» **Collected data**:
_ _ _
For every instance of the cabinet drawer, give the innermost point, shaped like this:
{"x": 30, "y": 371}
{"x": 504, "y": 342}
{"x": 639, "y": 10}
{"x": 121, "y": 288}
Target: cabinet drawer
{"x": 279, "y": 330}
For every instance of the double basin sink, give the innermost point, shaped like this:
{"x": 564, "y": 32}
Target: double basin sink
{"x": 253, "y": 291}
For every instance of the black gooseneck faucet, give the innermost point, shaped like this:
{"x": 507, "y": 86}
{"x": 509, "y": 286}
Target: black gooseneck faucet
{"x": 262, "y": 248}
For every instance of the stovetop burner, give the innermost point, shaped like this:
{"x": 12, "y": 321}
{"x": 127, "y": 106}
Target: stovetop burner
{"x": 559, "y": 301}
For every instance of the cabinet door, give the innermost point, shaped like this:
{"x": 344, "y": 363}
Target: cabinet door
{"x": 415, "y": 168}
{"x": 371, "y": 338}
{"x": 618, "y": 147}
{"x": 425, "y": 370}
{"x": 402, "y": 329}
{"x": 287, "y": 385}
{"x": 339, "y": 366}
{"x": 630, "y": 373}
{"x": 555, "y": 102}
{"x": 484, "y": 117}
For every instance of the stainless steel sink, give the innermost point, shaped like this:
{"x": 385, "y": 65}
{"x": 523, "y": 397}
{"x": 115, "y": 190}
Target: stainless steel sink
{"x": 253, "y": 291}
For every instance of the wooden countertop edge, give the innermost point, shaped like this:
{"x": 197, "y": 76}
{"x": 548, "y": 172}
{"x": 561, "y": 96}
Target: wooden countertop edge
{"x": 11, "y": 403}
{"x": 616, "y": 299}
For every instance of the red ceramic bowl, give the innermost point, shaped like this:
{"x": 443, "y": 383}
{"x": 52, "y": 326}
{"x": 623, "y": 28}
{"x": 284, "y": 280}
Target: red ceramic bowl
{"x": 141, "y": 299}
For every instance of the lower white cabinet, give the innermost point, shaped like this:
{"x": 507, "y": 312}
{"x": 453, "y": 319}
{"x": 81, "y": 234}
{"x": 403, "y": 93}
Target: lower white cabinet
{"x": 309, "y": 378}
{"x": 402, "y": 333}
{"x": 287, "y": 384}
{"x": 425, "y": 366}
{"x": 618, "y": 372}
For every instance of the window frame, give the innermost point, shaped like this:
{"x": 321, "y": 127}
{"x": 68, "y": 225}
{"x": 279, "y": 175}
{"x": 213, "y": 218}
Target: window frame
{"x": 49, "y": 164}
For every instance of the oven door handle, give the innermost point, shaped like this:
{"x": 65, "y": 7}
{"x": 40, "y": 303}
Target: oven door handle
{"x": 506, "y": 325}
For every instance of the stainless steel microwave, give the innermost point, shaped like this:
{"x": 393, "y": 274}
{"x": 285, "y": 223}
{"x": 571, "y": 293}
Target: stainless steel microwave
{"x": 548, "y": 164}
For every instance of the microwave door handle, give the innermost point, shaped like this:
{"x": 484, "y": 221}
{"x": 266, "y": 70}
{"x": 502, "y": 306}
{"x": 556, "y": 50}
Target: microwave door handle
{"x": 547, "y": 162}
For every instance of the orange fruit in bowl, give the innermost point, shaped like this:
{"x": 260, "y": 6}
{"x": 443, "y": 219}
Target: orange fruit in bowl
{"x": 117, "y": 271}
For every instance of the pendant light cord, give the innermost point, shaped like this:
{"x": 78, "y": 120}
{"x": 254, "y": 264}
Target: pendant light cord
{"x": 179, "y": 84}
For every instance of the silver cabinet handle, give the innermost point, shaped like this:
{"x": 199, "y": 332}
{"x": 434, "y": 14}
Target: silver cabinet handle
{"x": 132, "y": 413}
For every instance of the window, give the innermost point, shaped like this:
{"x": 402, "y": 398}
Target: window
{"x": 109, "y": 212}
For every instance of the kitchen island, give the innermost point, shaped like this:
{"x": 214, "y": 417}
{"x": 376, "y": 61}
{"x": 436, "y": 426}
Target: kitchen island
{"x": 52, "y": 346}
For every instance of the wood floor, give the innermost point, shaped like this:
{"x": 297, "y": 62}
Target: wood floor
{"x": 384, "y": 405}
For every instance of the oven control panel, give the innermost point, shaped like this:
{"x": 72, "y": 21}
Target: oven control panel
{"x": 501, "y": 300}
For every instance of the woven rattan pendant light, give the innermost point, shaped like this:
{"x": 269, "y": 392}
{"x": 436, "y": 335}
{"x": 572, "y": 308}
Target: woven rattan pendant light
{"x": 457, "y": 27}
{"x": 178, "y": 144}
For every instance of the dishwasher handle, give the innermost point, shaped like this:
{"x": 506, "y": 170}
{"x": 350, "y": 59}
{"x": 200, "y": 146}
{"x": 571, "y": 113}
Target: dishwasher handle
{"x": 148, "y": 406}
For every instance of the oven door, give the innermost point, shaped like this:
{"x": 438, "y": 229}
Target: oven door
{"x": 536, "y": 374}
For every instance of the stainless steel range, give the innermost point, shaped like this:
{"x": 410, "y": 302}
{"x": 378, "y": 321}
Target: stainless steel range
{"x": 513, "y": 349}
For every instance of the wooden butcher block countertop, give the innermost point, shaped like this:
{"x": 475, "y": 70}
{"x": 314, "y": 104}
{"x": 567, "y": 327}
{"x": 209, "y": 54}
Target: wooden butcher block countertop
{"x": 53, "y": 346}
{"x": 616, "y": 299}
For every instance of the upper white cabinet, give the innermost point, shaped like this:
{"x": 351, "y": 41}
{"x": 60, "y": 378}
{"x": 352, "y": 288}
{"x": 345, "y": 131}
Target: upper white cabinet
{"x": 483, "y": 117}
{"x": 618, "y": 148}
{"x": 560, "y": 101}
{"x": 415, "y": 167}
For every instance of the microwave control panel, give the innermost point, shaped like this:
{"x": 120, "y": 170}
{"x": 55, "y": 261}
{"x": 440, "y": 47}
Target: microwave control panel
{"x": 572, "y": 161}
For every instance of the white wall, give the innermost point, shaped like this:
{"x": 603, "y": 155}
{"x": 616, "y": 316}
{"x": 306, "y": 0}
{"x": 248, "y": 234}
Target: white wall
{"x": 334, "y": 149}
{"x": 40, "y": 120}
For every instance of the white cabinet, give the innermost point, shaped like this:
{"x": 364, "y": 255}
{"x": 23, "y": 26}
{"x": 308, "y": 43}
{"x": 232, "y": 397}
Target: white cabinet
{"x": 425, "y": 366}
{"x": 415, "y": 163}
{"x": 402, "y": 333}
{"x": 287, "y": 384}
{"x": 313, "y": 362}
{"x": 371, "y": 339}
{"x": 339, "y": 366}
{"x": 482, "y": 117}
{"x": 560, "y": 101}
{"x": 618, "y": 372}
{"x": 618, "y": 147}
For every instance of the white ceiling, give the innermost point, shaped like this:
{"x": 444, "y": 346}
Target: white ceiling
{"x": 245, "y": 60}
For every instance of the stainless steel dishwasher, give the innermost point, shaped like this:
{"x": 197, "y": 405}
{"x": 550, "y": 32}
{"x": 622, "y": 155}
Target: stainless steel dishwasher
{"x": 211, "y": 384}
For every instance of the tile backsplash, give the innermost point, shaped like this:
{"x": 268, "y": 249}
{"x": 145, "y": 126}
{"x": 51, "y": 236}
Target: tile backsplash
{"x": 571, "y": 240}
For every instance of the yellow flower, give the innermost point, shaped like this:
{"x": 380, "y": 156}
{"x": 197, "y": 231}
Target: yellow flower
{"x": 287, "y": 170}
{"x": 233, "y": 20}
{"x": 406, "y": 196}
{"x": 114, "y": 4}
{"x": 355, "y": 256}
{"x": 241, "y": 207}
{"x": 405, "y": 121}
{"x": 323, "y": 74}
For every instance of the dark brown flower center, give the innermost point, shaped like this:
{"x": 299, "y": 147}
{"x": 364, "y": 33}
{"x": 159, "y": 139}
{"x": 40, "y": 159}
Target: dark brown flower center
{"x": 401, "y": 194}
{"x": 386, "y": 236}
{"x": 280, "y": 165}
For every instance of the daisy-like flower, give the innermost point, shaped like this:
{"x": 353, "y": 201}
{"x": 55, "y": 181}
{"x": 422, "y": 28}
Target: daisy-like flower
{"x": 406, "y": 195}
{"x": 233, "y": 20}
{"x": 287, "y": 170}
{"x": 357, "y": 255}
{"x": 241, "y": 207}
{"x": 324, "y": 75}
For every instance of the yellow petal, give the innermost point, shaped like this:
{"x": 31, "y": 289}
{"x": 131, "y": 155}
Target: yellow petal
_ _ _
» **REQUEST**:
Give back the lines above exactly, from the one with "For every instance of the white cabinet, give" through the last line.

» **THE SOLUTION**:
For every instance of the white cabinet, give the innermost point, shaped like this:
{"x": 364, "y": 255}
{"x": 23, "y": 26}
{"x": 308, "y": 43}
{"x": 232, "y": 397}
Target: white cabinet
{"x": 425, "y": 366}
{"x": 415, "y": 163}
{"x": 402, "y": 333}
{"x": 287, "y": 384}
{"x": 313, "y": 362}
{"x": 371, "y": 339}
{"x": 339, "y": 366}
{"x": 482, "y": 117}
{"x": 560, "y": 101}
{"x": 618, "y": 372}
{"x": 618, "y": 147}
For every instance of the white ceiling, give the innermost point, shaped like this:
{"x": 444, "y": 346}
Target: white ceiling
{"x": 245, "y": 60}
For every instance of the stainless steel dishwasher, give the innermost point, shaped like this:
{"x": 197, "y": 405}
{"x": 550, "y": 32}
{"x": 622, "y": 155}
Target: stainless steel dishwasher
{"x": 211, "y": 384}
For every instance of the tile backsplash, give the innermost point, shaped like this:
{"x": 268, "y": 249}
{"x": 145, "y": 126}
{"x": 51, "y": 236}
Target: tile backsplash
{"x": 571, "y": 240}
For every instance of the yellow flower, give the innermost point, shaped like this:
{"x": 380, "y": 156}
{"x": 197, "y": 231}
Target: yellow flower
{"x": 287, "y": 170}
{"x": 233, "y": 20}
{"x": 406, "y": 196}
{"x": 114, "y": 4}
{"x": 355, "y": 256}
{"x": 241, "y": 207}
{"x": 405, "y": 121}
{"x": 323, "y": 74}
For every instance of the dark brown flower center, give the innermost point, shaped like this:
{"x": 299, "y": 147}
{"x": 364, "y": 33}
{"x": 159, "y": 139}
{"x": 40, "y": 159}
Target: dark brown flower center
{"x": 401, "y": 194}
{"x": 386, "y": 236}
{"x": 280, "y": 165}
For every instance of the daisy-like flower, give the innermost point, shaped like this:
{"x": 353, "y": 201}
{"x": 55, "y": 181}
{"x": 422, "y": 28}
Target: daisy-like flower
{"x": 406, "y": 195}
{"x": 233, "y": 20}
{"x": 287, "y": 170}
{"x": 357, "y": 255}
{"x": 241, "y": 207}
{"x": 324, "y": 75}
For every instance of the yellow petal, give the innermost point, shaped like this:
{"x": 31, "y": 289}
{"x": 131, "y": 155}
Target: yellow petal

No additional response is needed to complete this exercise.